• Data section
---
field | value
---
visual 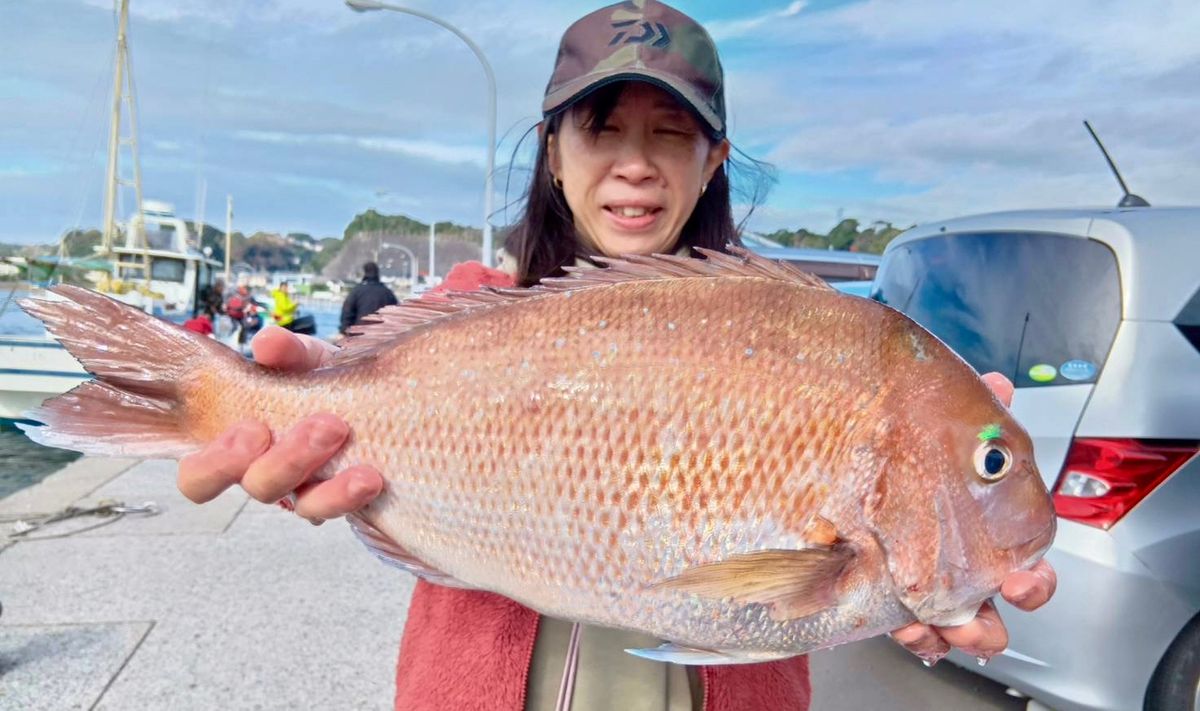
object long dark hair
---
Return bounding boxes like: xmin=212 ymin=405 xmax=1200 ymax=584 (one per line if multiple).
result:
xmin=504 ymin=82 xmax=772 ymax=286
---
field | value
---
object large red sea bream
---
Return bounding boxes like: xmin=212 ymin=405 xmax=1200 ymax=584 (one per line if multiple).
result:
xmin=16 ymin=251 xmax=1055 ymax=663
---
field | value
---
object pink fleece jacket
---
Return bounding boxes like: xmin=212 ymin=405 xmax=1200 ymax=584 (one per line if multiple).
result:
xmin=396 ymin=262 xmax=812 ymax=711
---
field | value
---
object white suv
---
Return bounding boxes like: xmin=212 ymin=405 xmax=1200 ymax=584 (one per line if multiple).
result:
xmin=871 ymin=208 xmax=1200 ymax=711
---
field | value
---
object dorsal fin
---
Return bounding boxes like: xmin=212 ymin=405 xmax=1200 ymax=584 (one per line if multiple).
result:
xmin=331 ymin=245 xmax=833 ymax=366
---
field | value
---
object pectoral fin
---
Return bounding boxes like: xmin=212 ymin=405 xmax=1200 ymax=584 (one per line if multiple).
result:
xmin=346 ymin=514 xmax=476 ymax=590
xmin=625 ymin=643 xmax=794 ymax=667
xmin=654 ymin=545 xmax=853 ymax=621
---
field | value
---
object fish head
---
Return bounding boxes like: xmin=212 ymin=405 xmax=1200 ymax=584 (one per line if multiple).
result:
xmin=866 ymin=326 xmax=1056 ymax=626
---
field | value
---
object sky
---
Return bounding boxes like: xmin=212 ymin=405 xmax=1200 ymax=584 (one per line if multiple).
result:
xmin=0 ymin=0 xmax=1200 ymax=243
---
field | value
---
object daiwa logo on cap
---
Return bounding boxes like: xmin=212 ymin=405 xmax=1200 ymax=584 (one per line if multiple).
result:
xmin=608 ymin=19 xmax=671 ymax=47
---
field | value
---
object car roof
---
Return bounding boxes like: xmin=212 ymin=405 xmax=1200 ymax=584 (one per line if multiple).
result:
xmin=883 ymin=207 xmax=1200 ymax=321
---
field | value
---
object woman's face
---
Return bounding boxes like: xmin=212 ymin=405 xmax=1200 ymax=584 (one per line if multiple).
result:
xmin=548 ymin=82 xmax=730 ymax=257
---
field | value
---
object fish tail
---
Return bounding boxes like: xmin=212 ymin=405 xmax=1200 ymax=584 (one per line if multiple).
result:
xmin=18 ymin=285 xmax=241 ymax=458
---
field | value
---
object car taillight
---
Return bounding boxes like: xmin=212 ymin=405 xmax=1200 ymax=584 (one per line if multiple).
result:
xmin=1054 ymin=438 xmax=1198 ymax=530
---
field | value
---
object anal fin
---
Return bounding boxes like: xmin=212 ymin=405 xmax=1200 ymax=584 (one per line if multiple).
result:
xmin=346 ymin=514 xmax=478 ymax=590
xmin=653 ymin=544 xmax=853 ymax=621
xmin=625 ymin=643 xmax=796 ymax=667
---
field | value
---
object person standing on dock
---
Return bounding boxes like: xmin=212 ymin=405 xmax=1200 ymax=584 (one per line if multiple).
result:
xmin=337 ymin=262 xmax=398 ymax=335
xmin=179 ymin=0 xmax=1055 ymax=711
xmin=271 ymin=281 xmax=300 ymax=328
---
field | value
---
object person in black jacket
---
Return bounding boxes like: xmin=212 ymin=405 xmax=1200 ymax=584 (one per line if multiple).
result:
xmin=338 ymin=262 xmax=397 ymax=334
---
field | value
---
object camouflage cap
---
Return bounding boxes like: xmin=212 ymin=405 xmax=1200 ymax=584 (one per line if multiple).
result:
xmin=541 ymin=0 xmax=725 ymax=138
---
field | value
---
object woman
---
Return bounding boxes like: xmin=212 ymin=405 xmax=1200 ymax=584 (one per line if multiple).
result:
xmin=179 ymin=0 xmax=1054 ymax=711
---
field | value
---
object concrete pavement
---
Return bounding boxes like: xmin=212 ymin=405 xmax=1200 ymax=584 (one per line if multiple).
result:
xmin=0 ymin=459 xmax=1024 ymax=711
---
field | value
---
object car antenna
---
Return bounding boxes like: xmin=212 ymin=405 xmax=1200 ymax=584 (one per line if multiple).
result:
xmin=1084 ymin=119 xmax=1150 ymax=208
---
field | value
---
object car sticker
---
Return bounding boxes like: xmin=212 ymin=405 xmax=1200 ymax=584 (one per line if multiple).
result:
xmin=1058 ymin=360 xmax=1096 ymax=381
xmin=1030 ymin=363 xmax=1058 ymax=383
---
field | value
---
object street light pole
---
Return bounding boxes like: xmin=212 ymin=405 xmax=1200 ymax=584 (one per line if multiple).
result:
xmin=346 ymin=0 xmax=496 ymax=266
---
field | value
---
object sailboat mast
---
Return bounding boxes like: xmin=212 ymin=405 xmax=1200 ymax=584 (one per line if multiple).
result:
xmin=101 ymin=0 xmax=150 ymax=286
xmin=101 ymin=0 xmax=130 ymax=255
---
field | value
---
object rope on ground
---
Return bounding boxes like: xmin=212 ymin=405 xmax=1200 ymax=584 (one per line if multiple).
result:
xmin=0 ymin=498 xmax=158 ymax=542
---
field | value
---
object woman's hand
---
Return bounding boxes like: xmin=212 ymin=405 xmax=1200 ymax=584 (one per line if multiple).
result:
xmin=892 ymin=372 xmax=1058 ymax=664
xmin=179 ymin=325 xmax=383 ymax=524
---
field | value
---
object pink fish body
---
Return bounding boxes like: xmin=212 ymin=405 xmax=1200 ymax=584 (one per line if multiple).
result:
xmin=16 ymin=252 xmax=1055 ymax=663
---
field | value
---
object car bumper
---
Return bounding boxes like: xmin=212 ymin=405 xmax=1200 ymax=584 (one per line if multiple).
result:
xmin=948 ymin=520 xmax=1196 ymax=711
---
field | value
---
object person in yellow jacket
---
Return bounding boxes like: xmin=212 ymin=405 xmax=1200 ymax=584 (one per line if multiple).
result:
xmin=271 ymin=281 xmax=300 ymax=328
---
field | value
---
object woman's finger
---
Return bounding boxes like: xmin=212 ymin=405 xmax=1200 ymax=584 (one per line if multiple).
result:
xmin=935 ymin=601 xmax=1008 ymax=657
xmin=241 ymin=414 xmax=350 ymax=503
xmin=892 ymin=622 xmax=950 ymax=662
xmin=178 ymin=420 xmax=271 ymax=503
xmin=295 ymin=465 xmax=383 ymax=520
xmin=250 ymin=325 xmax=337 ymax=372
xmin=979 ymin=372 xmax=1013 ymax=407
xmin=1000 ymin=560 xmax=1058 ymax=610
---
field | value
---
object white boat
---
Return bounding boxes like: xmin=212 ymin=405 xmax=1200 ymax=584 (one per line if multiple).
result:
xmin=97 ymin=201 xmax=222 ymax=318
xmin=0 ymin=335 xmax=91 ymax=419
xmin=0 ymin=0 xmax=229 ymax=419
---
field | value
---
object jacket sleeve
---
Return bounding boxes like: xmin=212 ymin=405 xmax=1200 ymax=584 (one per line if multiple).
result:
xmin=337 ymin=288 xmax=359 ymax=334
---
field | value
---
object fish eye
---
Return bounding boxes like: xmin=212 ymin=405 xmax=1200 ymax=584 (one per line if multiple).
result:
xmin=974 ymin=441 xmax=1013 ymax=482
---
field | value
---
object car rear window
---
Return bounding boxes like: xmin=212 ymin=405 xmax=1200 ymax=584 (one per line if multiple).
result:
xmin=871 ymin=232 xmax=1121 ymax=388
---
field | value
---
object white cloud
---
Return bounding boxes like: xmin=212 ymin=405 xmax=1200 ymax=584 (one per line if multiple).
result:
xmin=704 ymin=0 xmax=808 ymax=42
xmin=233 ymin=131 xmax=486 ymax=167
xmin=811 ymin=0 xmax=1200 ymax=73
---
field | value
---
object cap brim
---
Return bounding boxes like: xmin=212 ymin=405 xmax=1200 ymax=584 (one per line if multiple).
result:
xmin=541 ymin=67 xmax=725 ymax=138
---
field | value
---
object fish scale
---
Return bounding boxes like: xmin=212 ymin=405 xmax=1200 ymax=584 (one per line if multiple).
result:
xmin=16 ymin=253 xmax=1054 ymax=662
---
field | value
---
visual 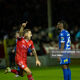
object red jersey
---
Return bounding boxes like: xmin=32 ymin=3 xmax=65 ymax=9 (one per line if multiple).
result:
xmin=16 ymin=37 xmax=34 ymax=60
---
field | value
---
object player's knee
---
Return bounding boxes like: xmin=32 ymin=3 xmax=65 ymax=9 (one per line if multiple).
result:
xmin=24 ymin=67 xmax=31 ymax=74
xmin=62 ymin=65 xmax=67 ymax=69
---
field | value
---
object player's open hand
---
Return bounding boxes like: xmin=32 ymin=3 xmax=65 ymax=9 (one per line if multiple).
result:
xmin=36 ymin=60 xmax=41 ymax=66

• Instruction
Return the items above verbatim, from their first line through the line containing "xmin=16 ymin=251 xmax=1055 ymax=663", with both ends included. Leave the pictures out of your answer.

• Output of the task
---
field | value
---
visual 
object long dark hair
---
Return bounding boxes like: xmin=212 ymin=405 xmax=1200 ymax=584 (one per line if multiple).
result:
xmin=504 ymin=82 xmax=772 ymax=286
---
field | value
---
object large red sea bream
---
Return bounding boxes like: xmin=212 ymin=405 xmax=1200 ymax=584 (one per line if multiple).
result:
xmin=16 ymin=251 xmax=1055 ymax=663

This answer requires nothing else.